== EXERCISE REQUIREMENTS ==
Pictures don't belong in the copy. Set down the lines from the one containing "Indicate every instance of the floating" through the last line, exactly as they are.

[Named-object pointing records]
┌──
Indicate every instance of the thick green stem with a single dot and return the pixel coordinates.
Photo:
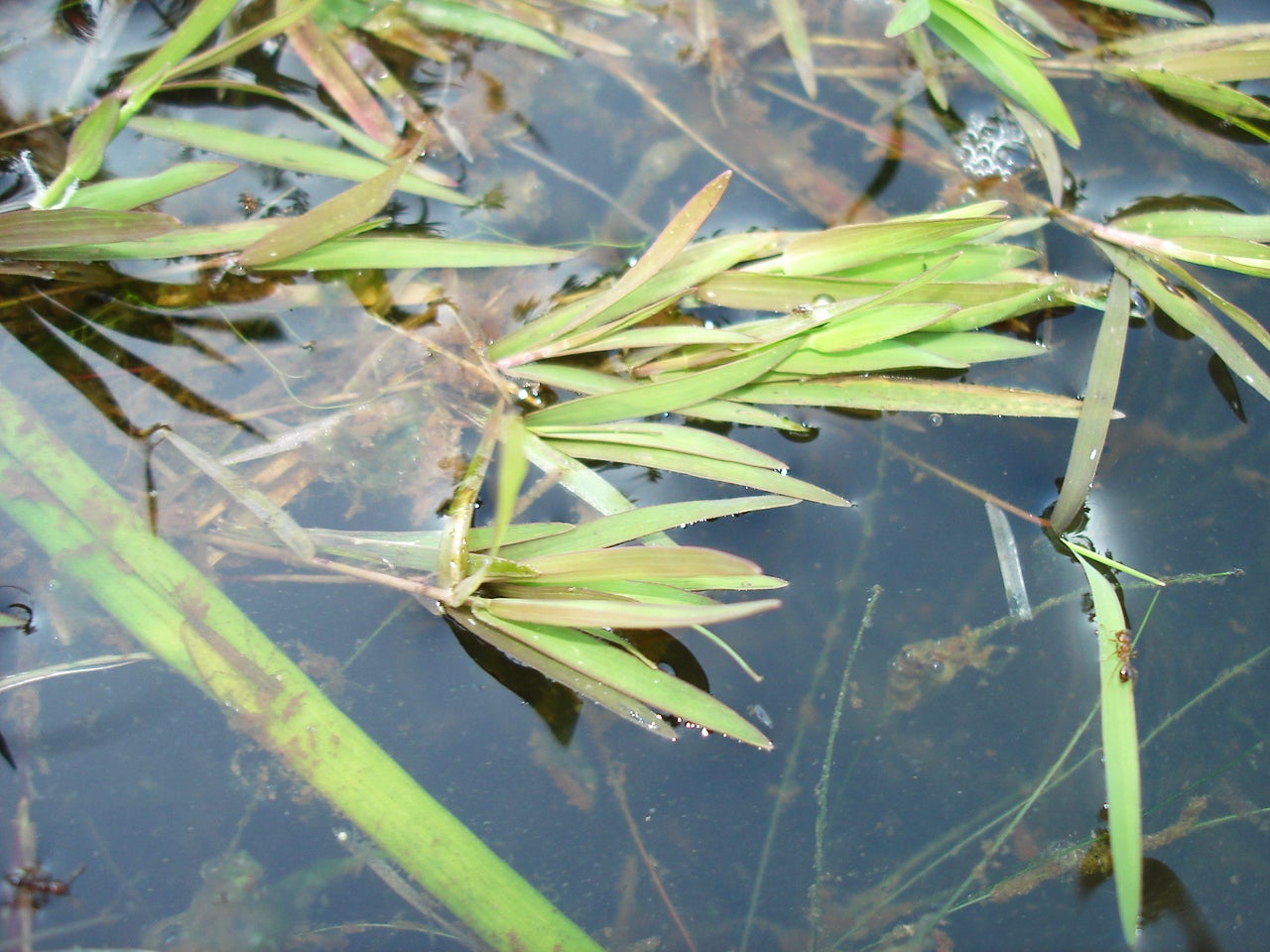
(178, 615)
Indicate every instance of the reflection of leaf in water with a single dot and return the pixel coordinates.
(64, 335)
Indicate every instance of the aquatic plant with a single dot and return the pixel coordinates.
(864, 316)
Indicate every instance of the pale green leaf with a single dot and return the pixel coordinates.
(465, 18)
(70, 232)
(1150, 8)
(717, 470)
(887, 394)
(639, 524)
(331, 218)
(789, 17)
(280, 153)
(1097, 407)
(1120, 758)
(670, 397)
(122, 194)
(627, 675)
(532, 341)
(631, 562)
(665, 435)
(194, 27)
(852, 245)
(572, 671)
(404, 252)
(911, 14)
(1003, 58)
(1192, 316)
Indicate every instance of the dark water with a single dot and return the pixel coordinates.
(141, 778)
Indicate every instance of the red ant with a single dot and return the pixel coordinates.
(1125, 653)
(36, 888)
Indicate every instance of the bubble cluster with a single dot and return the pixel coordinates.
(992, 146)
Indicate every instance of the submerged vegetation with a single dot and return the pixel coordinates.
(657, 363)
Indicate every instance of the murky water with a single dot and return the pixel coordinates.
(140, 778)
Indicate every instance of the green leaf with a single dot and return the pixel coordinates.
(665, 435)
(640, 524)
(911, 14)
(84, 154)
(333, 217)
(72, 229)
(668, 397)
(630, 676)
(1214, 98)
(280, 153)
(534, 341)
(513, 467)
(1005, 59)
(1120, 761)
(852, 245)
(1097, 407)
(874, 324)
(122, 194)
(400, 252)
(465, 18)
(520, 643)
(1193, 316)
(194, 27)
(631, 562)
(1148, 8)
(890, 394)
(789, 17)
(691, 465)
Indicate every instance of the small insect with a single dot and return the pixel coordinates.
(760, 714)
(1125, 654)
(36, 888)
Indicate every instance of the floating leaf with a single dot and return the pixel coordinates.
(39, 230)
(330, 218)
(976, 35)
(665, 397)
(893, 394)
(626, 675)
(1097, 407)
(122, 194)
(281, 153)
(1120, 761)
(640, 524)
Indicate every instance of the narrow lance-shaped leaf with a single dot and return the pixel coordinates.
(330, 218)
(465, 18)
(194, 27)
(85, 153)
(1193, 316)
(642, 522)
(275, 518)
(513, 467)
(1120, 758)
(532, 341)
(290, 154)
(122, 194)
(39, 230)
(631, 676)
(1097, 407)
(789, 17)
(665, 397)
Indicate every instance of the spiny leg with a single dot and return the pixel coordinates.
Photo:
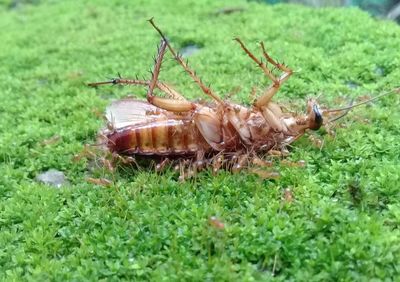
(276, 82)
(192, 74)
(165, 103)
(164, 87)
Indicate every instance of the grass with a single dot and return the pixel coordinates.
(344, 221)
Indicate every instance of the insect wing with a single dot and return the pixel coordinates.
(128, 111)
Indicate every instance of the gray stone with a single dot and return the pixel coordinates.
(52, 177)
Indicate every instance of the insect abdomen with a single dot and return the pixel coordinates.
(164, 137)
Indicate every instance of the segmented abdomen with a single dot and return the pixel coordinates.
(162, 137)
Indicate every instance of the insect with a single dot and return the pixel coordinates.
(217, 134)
└──
== RESPONSE TO THE TASK ==
Indicate every instance of the floating leaf with a single dot and return the pixel coordinates.
(39, 230)
(330, 218)
(976, 35)
(665, 397)
(893, 394)
(626, 675)
(1097, 407)
(122, 194)
(281, 153)
(1120, 761)
(640, 524)
Indicate every instance of the narrow lance-shaped leaf with a single dot and return the pixel coordinates.
(330, 218)
(465, 18)
(194, 27)
(85, 153)
(1193, 316)
(642, 522)
(275, 518)
(513, 467)
(1120, 758)
(532, 341)
(290, 154)
(122, 194)
(39, 230)
(631, 676)
(1097, 407)
(789, 17)
(665, 397)
Indicate every instance of the spiny leg with a single dot and return the pixel coordinates.
Photo:
(276, 82)
(192, 74)
(165, 103)
(164, 87)
Indicate every instance of the grass with a single dot and return the pixel coordinates.
(344, 221)
Indicate every instance of the insect wing with a single dot and return the pixel coordinates.
(128, 111)
Indicate every instance of the gray stone with a single dot and return the pixel coordinates.
(52, 177)
Indicate every instance of the insect abdomen with a single dot and return the pixel coordinates.
(164, 137)
Indicate every instance of the segmented abdomen with a single dot and return the pixel coordinates.
(162, 137)
Indicate every instance of the insect with a single dot and return the pixel coordinates.
(217, 134)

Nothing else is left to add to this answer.